## Exercise aim
Which lines in the listing below contain the string "symbol"? Filter them out and copy each one unchanged.

## Records for this task
=-=-=-=-=
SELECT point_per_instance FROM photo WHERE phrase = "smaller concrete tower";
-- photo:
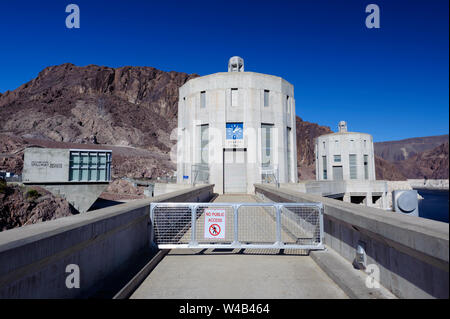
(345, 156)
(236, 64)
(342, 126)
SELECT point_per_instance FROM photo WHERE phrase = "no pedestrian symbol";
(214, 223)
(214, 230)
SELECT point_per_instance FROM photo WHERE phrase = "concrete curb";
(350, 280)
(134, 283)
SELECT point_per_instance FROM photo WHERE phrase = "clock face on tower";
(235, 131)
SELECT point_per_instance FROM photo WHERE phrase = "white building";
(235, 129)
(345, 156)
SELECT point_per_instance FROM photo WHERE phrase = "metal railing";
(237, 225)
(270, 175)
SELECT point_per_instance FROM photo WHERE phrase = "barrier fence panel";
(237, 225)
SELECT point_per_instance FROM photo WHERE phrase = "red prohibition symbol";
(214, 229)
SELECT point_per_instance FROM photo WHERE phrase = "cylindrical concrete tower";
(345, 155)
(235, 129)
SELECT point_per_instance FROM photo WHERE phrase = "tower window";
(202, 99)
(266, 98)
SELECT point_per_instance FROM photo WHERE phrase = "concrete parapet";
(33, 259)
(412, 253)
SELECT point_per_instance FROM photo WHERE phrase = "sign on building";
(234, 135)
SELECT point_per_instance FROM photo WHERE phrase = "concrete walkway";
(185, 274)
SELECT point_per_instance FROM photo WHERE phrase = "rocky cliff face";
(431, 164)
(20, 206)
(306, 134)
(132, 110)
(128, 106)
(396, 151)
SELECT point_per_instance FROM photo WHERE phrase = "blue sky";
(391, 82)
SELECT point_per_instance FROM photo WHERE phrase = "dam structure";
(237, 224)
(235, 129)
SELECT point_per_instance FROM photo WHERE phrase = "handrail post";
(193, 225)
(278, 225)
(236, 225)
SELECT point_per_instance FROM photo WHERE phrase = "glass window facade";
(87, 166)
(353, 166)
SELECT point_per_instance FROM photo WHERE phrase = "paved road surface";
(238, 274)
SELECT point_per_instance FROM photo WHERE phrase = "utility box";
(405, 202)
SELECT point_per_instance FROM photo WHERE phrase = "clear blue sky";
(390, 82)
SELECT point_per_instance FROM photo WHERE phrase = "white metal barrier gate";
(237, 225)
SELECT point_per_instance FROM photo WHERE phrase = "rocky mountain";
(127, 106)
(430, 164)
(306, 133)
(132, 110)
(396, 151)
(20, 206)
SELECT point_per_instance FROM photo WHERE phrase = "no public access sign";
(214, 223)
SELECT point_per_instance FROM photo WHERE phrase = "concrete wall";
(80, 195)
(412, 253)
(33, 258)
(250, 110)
=-=-=-=-=
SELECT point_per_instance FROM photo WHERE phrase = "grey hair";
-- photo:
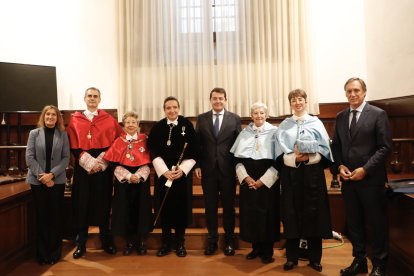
=-=-=-=-=
## Finished exercise
SELECT point_per_instance FROM photo WHERE phrase = "no pedestrian symbol";
SELECT point_per_instance FROM photo WHERE phrase = "red prohibition symbol";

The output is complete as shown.